### Given task 1
Transcribe the passage on the Christie doll, everything from "I was introduced" down to "over my head.".
### Given task 2
Summarize the passage on the Christie doll in three sentences.

### Given text
I was introduced to Christie by receiving Superstar Christie Fashion Face, with her signature hard yellow plastic tray base and blue combing accessories, when I was seven on Christmas day in 1978. Among my toys, the dolls that I received were this one alongside four baby dolls, including Dancerella, Baby Come Back and Baby-That-Away. But this Christie styling head was my first fashion doll, which had accessories like makeup, sunglasses, barrettes and hair rollers. I had also received Fashion Plates, a drawing and design kit. She stayed in the box for the first couple of years because she was still a little over my head.
However, I find it intriguing that the year of her arrival in my life was really the earliest time that I began to think seriously about what I wanted to be when I grew up, who I wanted to marry and to picture what I might grow up to look like someday as a woman. The image of myself as a woman solidly crystallized in my mind at age seven, likely an amalgam of beauty posters and ads featuring black women that I’d seen in the beauty shop. It’s interesting that a sense of being “fierce” in a way that only the signature stare from Vanessa Williams in Ugly Betty can capture, was a top quality, suggesting my goal to become a confident, no-nonsense woman someday. It was also the first year that I began to dream about what I wanted for my life and family (of origin and by marriage) in the future. Superstar Christie, like my later doll in the Golden Dream Christie series, lived in Malibu, California. I suppose, in some unconscious way, they helped pave the way to California for me, which is where I got my first teaching job as a university professor and lived for a decade, from ages 27-36.
As Erica Rand notes in Barbie’s Queer Accessories (1995), girls rarely play with Barbie in the way that Mattel models and prescribes. As a girl, I’d rename the sisters in my doll family-the Golds who were from Orlando, Florida- in every linguistic variation of Christie I could think of. Their names were “Christen”(Golden Dream Christie), “Christiane”(Peaches and Cream Barbie), “Crystal”(Crystal Barbie), and “Christine”(Day to Night Barbie) My main Barbie playmate approached her naming strategy similarly. One of hers was named “Christina”(Pink and Pretty Christie). Similarly, I renamed my first black Ken “Kent”(Sunsational Malibu Ken).

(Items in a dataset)
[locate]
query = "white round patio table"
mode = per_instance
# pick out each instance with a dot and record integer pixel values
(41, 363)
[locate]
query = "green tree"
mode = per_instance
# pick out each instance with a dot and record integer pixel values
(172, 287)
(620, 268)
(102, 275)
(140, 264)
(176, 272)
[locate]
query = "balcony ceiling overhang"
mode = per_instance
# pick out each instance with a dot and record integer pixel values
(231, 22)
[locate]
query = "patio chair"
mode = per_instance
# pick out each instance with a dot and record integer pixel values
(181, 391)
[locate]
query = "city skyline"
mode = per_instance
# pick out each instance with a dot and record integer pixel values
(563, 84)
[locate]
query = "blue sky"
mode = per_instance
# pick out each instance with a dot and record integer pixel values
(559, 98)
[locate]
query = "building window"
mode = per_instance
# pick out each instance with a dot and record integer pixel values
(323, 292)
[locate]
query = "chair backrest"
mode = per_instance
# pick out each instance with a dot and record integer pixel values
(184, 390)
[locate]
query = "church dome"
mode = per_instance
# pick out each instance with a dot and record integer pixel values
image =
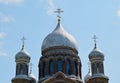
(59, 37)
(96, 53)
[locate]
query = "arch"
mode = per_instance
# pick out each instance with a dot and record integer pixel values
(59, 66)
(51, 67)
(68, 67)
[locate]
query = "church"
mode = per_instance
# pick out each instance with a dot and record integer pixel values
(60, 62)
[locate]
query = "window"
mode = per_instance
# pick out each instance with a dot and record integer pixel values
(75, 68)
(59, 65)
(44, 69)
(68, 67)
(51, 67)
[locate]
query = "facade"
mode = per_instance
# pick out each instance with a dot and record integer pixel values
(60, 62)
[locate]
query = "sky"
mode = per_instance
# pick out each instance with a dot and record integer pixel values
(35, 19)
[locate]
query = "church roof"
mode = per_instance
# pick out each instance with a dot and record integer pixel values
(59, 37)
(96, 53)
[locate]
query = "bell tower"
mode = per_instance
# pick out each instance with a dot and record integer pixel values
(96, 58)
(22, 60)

### Reply 1
I was introduced to Christie by receiving Superstar Christie Fashion Face, with her signature hard yellow plastic tray base and blue combing accessories, when I was seven on Christmas day in 1978. Among my toys, the dolls that I received were this one alongside four baby dolls, including Dancerella, Baby Come Back and Baby-That-Away. But this Christie styling head was my first fashion doll, which had accessories like makeup, sunglasses, barrettes and hair rollers. I had also received Fashion Plates, a drawing and design kit. She stayed in the box for the first couple of years because she was still a little over my head.

### Reply 2
The writer received Superstar Christie Fashion Face, a styling head with accessories and the writer's first fashion doll, on Christmas Day in 1978 at age seven. That same year the writer first began to think seriously about the future and pictured becoming a confident, no-nonsense woman, and the writer suggests the dolls, which lived in Malibu, may have unconsciously paved the way to California, where the writer later held a first university teaching job. Citing Erica Rand's point that girls rarely play with Barbie as Mattel prescribes, the writer recalls renaming the dolls in a family of sisters with variations of the name Christie.